#### Vorgegebener Textauszug ####

Besteht hier aber noch eine Gefahr für das Grundwasser?
Das Grundwasser wird weiterhin überwacht. Es gibt jedoch keine Gefahr für das Trinkwasser, da das Grundwasser hier nicht für die Trinkwasserversorgung genutzt wird. Außerdem bleibt die Kontamination auf dieses kleine Gebiet beschränkt, welches weiterhin überwacht wird.
Warum wird der Müll abgedichtet und nicht ausgegraben und recycelt?
Eine Aufarbeitung ist nicht mehr möglich, da die Deponie ursprünglich nicht nach modernen Maßstäben betrieben wurde. Heute werden Abfälle auf Deponien getrennt und sortiert. Damals war die Deponie eine Abladestelle für alle Arten von Abfällen.
Wir haben dort Sachen gefunden, die man sich nicht vorstellen kann.

####

Gestellte Aufgabe:
Wiederholen Sie wörtlich den Abschnitt aus dem Text zur Deponie, der bei „Warum wird der“ beginnt und bei „Arten von Abfällen.“ endet. Verwenden Sie ausschließlich den Text zur Deponie.

#### Extrahierte Informationen ####

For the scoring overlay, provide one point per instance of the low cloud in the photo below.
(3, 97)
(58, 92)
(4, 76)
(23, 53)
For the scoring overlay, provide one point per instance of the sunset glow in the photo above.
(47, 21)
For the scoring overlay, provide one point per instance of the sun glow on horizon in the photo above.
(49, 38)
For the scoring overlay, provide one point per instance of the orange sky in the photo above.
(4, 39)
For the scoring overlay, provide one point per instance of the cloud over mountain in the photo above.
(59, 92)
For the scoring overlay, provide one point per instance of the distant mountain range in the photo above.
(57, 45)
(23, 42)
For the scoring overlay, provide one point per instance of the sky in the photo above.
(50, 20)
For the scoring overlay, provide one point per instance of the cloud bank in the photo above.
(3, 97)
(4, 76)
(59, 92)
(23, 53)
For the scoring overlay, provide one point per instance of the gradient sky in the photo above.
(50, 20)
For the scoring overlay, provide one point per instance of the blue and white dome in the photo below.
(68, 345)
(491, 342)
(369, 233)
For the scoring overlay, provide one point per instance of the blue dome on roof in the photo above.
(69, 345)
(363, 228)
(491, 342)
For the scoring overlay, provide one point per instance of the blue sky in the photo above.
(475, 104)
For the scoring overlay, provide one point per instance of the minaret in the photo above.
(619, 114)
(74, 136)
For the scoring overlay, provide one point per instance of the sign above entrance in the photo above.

####

Fertige Antwort:
Warum wird der Müll abgedichtet und nicht ausgegraben und recycelt?
Eine Aufarbeitung ist nicht mehr möglich, da die Deponie ursprünglich nicht nach modernen Maßstäben betrieben wurde. Heute werden Abfälle auf Deponien getrennt und sortiert. Damals war die Deponie eine Abladestelle für alle Arten von Abfällen.